SHORT TASK: List the records below as a JSON array of strings, one string per line and no blank lines, starting at the line containing "Where can the building wall be seen here?" and continuing through the final line of the records. Give only those lines.

MATERIAL PROVIDED:
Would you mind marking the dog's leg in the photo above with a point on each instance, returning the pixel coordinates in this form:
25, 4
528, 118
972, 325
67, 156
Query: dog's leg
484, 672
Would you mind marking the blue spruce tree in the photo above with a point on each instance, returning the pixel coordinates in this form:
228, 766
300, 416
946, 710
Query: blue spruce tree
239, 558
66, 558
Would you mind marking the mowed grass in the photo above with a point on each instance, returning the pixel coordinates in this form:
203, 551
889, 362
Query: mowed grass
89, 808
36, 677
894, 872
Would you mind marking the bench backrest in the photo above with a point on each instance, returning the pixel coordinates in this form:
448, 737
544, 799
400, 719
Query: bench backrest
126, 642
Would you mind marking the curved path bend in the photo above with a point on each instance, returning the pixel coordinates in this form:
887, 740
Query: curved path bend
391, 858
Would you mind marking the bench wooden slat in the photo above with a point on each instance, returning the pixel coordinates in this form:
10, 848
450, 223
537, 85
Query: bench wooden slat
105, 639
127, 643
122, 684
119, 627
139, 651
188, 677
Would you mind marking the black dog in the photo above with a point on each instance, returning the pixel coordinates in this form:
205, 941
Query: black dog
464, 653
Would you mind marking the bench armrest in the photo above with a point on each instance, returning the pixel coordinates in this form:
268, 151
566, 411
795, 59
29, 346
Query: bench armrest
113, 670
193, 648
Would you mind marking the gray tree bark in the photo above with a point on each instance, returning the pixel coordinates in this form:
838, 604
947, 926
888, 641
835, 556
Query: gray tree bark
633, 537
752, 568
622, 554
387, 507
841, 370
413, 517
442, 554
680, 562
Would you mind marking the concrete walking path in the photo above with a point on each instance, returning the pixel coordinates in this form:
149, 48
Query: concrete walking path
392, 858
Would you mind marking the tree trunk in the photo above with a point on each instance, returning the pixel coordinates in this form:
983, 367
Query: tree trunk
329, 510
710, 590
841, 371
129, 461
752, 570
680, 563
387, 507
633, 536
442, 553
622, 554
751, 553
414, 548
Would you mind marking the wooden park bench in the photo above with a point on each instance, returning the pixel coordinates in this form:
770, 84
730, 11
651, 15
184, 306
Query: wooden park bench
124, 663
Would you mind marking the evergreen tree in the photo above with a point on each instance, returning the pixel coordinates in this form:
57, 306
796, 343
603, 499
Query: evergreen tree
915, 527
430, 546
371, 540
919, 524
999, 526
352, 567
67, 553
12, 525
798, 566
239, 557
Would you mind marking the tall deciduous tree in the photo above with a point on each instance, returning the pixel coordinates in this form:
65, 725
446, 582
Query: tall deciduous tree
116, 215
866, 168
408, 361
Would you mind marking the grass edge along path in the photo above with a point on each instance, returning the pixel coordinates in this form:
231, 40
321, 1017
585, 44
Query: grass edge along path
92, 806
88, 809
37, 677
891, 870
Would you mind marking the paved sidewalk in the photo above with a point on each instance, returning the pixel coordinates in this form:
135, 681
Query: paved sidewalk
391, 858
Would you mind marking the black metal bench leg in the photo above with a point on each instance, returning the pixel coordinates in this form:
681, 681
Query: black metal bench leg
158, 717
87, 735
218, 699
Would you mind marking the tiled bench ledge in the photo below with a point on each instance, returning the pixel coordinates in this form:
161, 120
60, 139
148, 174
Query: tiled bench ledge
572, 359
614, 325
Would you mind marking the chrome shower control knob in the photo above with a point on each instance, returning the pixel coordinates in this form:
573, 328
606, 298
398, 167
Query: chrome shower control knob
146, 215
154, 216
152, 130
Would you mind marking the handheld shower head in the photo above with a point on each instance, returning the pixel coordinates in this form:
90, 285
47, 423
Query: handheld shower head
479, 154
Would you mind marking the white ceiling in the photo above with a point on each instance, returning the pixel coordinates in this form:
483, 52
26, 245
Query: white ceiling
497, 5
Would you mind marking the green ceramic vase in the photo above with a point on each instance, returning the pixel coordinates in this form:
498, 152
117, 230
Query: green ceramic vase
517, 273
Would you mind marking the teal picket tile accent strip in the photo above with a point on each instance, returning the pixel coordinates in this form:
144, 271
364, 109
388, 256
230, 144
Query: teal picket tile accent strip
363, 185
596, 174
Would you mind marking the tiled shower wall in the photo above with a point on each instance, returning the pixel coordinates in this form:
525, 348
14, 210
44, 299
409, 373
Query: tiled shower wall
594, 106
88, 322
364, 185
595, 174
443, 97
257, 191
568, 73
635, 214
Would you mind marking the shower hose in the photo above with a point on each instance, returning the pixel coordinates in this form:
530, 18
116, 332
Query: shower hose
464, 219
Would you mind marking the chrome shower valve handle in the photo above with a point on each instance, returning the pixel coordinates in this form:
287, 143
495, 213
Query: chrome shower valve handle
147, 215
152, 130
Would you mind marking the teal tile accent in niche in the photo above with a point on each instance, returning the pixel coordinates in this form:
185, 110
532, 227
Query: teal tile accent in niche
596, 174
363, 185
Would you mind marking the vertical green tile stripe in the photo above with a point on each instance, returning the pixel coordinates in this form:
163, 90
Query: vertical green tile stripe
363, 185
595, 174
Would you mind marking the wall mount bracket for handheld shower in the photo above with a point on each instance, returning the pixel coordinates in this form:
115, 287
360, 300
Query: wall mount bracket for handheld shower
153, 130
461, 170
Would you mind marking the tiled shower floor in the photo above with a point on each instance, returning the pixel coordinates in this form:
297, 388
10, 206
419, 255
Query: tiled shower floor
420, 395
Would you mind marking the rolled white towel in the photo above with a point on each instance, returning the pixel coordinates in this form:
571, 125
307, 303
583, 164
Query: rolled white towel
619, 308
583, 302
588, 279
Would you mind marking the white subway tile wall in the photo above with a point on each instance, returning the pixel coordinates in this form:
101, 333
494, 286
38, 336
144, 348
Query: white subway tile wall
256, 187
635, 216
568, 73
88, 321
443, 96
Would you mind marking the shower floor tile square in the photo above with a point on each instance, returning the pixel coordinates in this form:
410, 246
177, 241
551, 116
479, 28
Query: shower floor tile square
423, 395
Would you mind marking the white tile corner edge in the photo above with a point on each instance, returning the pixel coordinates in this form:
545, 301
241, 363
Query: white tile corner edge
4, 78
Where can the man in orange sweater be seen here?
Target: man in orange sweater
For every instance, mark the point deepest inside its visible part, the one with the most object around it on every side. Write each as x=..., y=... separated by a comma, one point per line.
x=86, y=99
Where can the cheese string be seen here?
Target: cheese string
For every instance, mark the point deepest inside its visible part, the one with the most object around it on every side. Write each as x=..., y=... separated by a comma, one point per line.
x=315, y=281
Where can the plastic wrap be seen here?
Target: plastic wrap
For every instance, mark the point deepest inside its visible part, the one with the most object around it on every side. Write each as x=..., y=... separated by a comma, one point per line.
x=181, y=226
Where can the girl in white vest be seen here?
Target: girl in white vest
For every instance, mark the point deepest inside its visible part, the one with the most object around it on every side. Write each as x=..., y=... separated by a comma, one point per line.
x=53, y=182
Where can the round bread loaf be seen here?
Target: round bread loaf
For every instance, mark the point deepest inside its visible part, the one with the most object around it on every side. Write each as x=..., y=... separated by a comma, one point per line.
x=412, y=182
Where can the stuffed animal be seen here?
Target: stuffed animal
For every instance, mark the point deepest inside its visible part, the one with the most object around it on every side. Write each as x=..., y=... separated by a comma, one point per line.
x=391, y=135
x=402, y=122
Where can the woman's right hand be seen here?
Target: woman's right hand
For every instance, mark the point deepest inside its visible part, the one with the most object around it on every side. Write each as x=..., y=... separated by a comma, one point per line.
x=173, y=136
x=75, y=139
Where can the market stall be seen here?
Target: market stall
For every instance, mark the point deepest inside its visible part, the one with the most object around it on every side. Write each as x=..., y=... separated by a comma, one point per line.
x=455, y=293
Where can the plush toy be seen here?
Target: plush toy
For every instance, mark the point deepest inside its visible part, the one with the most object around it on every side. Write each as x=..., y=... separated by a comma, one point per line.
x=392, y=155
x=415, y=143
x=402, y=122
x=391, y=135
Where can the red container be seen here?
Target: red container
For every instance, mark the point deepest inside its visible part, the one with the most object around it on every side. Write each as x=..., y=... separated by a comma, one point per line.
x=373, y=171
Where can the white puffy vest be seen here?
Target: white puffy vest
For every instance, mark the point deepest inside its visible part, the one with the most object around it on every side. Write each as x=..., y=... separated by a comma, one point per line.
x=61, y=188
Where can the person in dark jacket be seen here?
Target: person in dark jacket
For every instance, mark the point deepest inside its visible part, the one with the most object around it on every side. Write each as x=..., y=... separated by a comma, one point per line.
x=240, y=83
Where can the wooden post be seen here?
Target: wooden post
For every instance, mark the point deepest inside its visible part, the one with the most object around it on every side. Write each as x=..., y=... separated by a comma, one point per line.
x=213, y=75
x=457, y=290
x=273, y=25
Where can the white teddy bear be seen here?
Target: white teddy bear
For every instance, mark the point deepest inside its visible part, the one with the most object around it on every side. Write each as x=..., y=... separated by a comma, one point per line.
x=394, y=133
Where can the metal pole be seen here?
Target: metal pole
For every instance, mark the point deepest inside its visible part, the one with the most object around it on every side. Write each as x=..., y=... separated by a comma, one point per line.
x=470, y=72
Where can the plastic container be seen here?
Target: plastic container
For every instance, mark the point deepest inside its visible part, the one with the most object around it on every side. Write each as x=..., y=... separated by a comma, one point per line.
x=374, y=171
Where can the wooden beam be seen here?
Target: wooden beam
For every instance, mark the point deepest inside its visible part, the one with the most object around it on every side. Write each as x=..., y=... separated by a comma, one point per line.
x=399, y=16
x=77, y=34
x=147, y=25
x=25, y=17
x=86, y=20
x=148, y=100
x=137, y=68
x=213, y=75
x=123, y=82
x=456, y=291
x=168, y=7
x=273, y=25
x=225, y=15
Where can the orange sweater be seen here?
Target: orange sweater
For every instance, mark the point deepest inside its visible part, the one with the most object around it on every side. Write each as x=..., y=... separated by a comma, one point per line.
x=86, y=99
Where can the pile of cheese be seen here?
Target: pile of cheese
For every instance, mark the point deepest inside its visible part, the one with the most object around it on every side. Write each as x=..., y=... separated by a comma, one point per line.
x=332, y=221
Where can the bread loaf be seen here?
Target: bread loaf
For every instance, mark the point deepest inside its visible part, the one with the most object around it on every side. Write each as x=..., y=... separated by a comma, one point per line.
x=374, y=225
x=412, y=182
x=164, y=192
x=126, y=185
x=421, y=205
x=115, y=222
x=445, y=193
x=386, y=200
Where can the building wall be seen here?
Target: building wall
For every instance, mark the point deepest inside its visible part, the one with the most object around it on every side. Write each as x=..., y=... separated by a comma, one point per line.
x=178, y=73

RESPONSE FOR THIS EXERCISE:
[
  "Where can the building wall be seen here?",
  "Target: building wall",
  "For every instance, mark the point deepest inside its visible part, the one with the most object around it on every side. Write each as x=..., y=... separated by a comma, one point per line.",
  "x=178, y=73"
]